**Information shown:**
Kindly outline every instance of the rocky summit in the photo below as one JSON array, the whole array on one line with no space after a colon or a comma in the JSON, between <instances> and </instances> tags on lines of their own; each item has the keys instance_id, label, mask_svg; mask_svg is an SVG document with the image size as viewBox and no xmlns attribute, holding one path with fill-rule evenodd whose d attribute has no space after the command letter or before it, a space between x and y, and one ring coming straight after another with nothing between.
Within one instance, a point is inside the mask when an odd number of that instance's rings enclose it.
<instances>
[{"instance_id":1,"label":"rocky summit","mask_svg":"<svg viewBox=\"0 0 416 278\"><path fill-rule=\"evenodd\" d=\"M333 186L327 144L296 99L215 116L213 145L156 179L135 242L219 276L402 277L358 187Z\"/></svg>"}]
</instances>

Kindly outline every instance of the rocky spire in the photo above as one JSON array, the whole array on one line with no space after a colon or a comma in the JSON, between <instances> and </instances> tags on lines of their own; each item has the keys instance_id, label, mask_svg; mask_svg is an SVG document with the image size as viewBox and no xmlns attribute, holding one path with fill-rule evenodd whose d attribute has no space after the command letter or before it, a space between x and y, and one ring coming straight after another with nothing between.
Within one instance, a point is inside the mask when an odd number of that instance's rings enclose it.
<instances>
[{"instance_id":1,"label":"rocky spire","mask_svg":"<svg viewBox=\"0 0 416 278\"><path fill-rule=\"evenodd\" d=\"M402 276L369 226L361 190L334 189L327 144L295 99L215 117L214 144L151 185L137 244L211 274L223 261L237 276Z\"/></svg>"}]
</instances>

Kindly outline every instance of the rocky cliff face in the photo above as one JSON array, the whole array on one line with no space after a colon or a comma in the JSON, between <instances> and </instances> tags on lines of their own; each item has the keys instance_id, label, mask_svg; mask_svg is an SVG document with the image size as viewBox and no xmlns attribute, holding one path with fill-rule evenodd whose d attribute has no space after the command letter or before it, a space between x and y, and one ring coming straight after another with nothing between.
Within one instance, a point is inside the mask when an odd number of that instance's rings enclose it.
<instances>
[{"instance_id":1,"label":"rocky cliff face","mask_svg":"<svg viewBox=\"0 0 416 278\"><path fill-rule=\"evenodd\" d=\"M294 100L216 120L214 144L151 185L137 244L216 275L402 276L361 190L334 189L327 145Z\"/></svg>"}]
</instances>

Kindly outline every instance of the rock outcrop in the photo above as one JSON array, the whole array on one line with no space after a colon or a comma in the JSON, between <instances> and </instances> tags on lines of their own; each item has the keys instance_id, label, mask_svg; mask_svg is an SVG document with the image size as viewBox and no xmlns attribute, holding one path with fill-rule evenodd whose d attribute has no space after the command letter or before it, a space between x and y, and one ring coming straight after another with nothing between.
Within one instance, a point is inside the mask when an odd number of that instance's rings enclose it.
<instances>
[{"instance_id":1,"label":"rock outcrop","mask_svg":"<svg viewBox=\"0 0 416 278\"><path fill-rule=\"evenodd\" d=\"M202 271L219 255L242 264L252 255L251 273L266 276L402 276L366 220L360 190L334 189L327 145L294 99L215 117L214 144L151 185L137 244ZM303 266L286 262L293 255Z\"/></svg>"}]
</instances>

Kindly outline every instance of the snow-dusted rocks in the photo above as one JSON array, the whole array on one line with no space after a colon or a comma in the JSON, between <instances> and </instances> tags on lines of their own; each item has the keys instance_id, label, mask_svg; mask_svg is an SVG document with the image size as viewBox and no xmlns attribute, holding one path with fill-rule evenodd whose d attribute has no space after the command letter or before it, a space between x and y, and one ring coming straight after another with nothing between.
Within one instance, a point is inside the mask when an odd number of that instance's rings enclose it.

**Directive:**
Present every line of the records as a Markdown table with the columns Row and Line, starting at the line containing "Kindly outline every instance of the rock outcrop" and running through the final line of the records, both included. Number the rows and omit blank lines.

**Answer to the problem:**
| Row | Line |
|---|---|
| 1 | Kindly outline every instance of the rock outcrop in the photo above as one JSON array, the whole array on one line with no space after a colon or a comma in the JSON, between <instances> and </instances> tags on lines of their own; each item has the keys instance_id, label, mask_svg; mask_svg is an SVG document with the image size as viewBox and no xmlns attribute, holding one path with fill-rule evenodd whose d attribute has no space after the command letter or before it, a space between x and y, and one ring coming straight after another with nothing between. |
| 2 | Within one instance, a point is inside the mask when an odd number of that instance's rings enclose it. |
| 3 | <instances> |
| 4 | [{"instance_id":1,"label":"rock outcrop","mask_svg":"<svg viewBox=\"0 0 416 278\"><path fill-rule=\"evenodd\" d=\"M202 271L219 255L242 264L252 255L251 273L266 276L402 276L366 220L360 190L334 189L327 145L294 99L215 117L214 144L151 185L137 244ZM303 266L286 262L293 255Z\"/></svg>"}] |
| 5 | </instances> |
| 6 | Kindly outline every instance of the snow-dusted rocks in the photo above as one JSON array, the whole array on one line with no space after a colon or a comma in the JSON, between <instances> and </instances> tags on lines of their own; each item has the keys instance_id, label, mask_svg; mask_svg is an SVG document with the image size as viewBox and no xmlns attribute, holding one path with fill-rule evenodd whose d attribute has no space after the command letter or before it, a space between x and y, and one ring coming straight after another with nothing between. |
| 7 | Within one instance, a point is inside the mask when an odd number of that instance's rings enclose it. |